* Task material *
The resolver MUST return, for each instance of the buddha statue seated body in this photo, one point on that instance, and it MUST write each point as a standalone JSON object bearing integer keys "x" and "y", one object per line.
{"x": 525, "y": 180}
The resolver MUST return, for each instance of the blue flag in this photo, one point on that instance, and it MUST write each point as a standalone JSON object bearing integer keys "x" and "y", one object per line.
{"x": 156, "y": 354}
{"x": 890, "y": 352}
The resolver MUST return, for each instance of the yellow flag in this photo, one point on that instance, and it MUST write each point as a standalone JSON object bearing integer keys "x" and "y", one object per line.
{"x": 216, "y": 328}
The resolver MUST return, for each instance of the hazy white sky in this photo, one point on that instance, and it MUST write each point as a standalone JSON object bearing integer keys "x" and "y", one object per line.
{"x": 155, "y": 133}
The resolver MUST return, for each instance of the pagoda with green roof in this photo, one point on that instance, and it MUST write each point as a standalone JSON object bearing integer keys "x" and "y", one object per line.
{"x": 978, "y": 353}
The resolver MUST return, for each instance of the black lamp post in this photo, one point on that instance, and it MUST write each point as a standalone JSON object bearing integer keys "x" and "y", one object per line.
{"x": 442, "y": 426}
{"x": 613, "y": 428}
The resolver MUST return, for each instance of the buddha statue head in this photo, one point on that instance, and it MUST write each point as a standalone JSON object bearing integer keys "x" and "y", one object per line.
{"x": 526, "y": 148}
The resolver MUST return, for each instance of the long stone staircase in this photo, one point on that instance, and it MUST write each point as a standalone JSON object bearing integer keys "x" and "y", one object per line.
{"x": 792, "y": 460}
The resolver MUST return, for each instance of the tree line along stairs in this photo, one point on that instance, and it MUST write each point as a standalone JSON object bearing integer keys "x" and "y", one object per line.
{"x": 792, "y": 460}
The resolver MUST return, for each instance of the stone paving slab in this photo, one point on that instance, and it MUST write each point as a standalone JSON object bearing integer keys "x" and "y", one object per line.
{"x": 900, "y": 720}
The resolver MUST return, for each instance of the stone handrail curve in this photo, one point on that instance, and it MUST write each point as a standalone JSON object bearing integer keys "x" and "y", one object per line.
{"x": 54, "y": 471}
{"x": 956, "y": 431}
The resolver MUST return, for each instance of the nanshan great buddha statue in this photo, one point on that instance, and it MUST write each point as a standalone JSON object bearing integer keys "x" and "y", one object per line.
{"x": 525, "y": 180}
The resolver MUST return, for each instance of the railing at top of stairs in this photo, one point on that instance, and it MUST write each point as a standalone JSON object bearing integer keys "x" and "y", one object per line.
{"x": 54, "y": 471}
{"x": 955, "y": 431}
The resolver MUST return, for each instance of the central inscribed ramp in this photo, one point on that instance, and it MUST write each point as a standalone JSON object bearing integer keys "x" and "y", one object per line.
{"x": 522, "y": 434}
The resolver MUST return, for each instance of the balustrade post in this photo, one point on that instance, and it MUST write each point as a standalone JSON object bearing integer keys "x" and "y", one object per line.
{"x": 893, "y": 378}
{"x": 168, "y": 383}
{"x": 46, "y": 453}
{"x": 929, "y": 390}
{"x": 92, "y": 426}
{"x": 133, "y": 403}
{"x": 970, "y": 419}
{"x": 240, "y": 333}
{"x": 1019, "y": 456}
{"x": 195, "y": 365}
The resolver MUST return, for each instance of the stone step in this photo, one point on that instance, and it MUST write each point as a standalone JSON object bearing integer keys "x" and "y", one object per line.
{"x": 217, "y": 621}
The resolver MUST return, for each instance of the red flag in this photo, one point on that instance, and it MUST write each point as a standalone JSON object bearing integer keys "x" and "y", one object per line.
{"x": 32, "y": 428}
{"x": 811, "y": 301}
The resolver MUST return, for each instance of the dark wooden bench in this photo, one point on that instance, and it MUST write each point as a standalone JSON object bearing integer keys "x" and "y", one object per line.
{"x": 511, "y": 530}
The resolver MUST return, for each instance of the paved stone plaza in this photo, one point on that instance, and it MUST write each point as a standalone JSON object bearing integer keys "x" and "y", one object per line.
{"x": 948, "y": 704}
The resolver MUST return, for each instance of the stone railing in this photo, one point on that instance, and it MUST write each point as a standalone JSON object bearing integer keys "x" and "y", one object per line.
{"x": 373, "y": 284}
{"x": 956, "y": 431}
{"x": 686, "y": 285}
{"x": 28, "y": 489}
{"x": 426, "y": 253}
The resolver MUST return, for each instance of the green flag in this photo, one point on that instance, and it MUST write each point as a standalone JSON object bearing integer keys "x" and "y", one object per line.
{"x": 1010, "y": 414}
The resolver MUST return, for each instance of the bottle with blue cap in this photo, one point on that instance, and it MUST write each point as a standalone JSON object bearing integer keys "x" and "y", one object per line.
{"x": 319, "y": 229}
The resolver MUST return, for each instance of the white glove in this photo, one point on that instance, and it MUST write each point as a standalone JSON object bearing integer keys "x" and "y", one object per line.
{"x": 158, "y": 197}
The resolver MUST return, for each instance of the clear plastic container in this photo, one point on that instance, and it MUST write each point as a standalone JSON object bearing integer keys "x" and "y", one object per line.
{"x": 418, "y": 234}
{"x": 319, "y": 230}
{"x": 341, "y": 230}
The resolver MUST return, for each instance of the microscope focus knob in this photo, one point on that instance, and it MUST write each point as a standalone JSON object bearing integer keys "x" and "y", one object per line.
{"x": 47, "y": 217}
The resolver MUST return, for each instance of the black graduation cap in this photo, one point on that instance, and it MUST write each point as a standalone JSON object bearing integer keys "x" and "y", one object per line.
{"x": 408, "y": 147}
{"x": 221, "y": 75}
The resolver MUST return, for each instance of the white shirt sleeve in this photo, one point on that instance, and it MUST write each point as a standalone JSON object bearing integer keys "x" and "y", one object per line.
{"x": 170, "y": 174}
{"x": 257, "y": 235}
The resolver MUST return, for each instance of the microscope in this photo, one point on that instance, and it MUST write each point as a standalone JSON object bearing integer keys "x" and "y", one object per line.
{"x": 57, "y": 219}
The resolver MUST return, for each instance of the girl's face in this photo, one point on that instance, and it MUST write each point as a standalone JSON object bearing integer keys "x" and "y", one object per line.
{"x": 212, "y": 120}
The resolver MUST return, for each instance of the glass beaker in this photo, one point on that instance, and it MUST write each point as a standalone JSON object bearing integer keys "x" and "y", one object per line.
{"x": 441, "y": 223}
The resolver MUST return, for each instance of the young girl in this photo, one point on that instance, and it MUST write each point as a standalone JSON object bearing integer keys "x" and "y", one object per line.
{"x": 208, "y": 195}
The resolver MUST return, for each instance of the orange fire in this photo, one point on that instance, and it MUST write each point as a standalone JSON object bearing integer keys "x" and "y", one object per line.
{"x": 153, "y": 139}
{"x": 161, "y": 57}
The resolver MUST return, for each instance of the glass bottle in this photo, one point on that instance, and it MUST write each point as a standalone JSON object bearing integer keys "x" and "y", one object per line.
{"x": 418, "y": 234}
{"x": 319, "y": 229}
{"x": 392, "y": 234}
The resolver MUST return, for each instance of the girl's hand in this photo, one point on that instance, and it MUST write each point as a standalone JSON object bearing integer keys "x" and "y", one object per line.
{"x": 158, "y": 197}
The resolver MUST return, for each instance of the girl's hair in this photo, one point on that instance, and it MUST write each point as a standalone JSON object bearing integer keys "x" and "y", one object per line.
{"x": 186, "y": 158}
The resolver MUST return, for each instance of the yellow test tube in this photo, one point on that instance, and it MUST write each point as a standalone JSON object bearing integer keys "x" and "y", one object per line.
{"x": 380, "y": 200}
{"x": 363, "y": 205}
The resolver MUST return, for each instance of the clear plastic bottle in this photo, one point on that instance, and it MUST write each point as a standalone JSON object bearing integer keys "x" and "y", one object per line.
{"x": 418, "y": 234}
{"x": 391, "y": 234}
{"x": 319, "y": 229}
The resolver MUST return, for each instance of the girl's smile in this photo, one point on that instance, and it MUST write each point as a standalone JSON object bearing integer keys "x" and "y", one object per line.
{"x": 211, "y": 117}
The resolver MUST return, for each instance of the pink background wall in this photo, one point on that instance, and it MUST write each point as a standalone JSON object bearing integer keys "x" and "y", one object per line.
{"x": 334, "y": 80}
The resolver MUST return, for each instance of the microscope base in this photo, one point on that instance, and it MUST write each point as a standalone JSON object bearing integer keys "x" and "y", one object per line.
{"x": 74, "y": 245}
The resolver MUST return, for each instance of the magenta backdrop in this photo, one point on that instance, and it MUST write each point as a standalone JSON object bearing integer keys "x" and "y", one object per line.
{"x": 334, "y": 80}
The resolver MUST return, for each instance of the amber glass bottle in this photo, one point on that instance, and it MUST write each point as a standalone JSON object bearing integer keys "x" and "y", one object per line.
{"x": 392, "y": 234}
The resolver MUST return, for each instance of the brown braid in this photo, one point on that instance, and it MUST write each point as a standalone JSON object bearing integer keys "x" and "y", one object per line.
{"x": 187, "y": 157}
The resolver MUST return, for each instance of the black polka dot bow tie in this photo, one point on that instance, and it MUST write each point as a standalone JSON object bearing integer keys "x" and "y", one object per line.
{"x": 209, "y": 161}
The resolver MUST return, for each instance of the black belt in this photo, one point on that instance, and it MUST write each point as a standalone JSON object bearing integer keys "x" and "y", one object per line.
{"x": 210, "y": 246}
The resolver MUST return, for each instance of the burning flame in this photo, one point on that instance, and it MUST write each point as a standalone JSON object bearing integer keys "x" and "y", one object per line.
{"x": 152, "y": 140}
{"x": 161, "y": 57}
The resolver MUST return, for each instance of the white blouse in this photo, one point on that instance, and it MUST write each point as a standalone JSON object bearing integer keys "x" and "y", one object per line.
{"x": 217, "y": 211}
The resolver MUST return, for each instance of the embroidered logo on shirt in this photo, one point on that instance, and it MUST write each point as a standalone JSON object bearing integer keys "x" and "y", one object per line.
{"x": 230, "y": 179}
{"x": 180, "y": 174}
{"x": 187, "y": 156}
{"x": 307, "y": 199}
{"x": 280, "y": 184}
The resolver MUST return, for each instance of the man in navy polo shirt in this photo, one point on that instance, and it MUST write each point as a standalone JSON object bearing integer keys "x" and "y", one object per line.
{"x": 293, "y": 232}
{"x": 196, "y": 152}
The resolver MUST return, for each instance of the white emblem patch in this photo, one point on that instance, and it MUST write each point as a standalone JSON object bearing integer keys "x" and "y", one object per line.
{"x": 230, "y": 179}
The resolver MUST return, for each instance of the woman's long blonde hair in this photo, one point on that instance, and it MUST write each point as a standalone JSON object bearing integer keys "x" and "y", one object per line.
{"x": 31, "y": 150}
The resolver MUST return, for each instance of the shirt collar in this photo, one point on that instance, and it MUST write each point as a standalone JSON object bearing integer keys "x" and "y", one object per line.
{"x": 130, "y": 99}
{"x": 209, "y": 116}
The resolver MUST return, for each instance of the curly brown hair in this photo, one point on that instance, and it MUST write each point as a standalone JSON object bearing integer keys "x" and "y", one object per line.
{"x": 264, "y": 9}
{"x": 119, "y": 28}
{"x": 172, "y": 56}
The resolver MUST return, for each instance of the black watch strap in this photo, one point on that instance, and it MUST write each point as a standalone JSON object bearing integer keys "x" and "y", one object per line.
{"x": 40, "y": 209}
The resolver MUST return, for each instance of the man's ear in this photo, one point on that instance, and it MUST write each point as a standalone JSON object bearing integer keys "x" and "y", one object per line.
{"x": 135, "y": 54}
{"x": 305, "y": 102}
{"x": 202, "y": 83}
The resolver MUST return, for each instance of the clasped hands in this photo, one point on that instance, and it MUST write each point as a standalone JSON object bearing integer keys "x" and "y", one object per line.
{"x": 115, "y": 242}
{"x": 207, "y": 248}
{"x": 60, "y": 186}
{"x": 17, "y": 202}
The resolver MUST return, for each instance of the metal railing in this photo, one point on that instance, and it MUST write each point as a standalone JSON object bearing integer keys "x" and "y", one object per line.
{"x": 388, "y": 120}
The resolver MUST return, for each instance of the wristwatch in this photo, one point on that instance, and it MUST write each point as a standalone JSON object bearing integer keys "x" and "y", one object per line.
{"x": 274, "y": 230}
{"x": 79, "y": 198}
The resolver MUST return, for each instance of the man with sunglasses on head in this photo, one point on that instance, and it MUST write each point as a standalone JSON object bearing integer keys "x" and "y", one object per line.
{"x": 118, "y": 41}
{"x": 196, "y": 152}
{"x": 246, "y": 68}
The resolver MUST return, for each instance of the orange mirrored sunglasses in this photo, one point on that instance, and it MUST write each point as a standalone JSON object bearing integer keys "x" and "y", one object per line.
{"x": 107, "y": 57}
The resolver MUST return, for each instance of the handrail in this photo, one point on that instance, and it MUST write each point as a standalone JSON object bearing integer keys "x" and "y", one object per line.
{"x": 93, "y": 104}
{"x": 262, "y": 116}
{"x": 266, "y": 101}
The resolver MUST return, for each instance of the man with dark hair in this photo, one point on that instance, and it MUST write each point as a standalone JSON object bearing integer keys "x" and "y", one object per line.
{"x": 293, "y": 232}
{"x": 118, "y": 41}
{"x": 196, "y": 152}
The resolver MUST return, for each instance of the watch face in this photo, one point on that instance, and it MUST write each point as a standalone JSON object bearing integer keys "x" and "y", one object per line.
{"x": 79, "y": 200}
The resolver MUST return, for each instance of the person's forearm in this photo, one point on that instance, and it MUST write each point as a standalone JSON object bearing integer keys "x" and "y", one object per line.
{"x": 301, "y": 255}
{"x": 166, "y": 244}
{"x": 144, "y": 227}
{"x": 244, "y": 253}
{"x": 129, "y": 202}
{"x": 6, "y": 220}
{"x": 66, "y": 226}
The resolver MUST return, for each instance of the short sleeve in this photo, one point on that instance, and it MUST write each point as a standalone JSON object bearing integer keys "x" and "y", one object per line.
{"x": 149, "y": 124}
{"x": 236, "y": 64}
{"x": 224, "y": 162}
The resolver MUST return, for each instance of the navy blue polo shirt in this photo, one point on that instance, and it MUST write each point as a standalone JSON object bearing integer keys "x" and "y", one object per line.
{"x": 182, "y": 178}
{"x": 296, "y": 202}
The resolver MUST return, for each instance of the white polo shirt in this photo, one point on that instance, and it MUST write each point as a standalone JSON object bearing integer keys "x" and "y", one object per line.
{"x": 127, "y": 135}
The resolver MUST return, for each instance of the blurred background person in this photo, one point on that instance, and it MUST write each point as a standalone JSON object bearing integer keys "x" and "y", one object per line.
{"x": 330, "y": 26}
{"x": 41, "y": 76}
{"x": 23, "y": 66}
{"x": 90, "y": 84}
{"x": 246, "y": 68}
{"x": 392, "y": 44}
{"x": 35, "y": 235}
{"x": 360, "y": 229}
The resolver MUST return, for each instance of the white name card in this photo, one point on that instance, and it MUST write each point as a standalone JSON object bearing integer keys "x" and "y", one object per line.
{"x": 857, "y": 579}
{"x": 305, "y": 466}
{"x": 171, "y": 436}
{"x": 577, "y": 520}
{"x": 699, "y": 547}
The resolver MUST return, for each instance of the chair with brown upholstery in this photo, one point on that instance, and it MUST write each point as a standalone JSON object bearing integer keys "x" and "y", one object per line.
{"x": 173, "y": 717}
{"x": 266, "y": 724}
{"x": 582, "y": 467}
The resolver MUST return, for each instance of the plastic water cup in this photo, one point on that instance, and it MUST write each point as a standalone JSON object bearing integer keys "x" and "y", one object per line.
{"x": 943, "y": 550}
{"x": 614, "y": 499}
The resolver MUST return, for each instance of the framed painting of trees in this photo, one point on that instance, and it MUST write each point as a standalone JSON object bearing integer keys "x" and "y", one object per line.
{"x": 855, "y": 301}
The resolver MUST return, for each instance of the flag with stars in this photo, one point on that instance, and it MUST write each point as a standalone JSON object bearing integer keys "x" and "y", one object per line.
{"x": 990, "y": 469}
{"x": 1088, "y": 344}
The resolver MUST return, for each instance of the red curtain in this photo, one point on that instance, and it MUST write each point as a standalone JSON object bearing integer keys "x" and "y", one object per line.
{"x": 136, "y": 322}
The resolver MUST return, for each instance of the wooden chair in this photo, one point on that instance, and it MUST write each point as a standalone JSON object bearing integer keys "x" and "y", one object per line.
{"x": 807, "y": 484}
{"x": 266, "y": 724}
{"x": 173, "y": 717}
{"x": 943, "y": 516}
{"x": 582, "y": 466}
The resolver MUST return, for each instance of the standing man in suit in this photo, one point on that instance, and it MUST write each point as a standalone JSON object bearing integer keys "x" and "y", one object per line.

* What the task asks *
Repeat only the stretch of lines that opens with the line containing "The resolver MUST return, for each instance of the wooden" and closes with the final line of the entries, both included, exactly as written.

* Result *
The resolver MUST return, for each instance of the wooden chair in this photo, one point on that instance, and it MUST write each point as a standalone JSON object bearing integer keys "x" and "y", one object per line.
{"x": 807, "y": 484}
{"x": 266, "y": 724}
{"x": 173, "y": 717}
{"x": 943, "y": 516}
{"x": 582, "y": 466}
The resolver MUST return, for each instance of the standing man in suit in this photo, one point on that instance, and it MUST write each point as a standalone JSON object bearing integer keys "x" and "y", one object per line.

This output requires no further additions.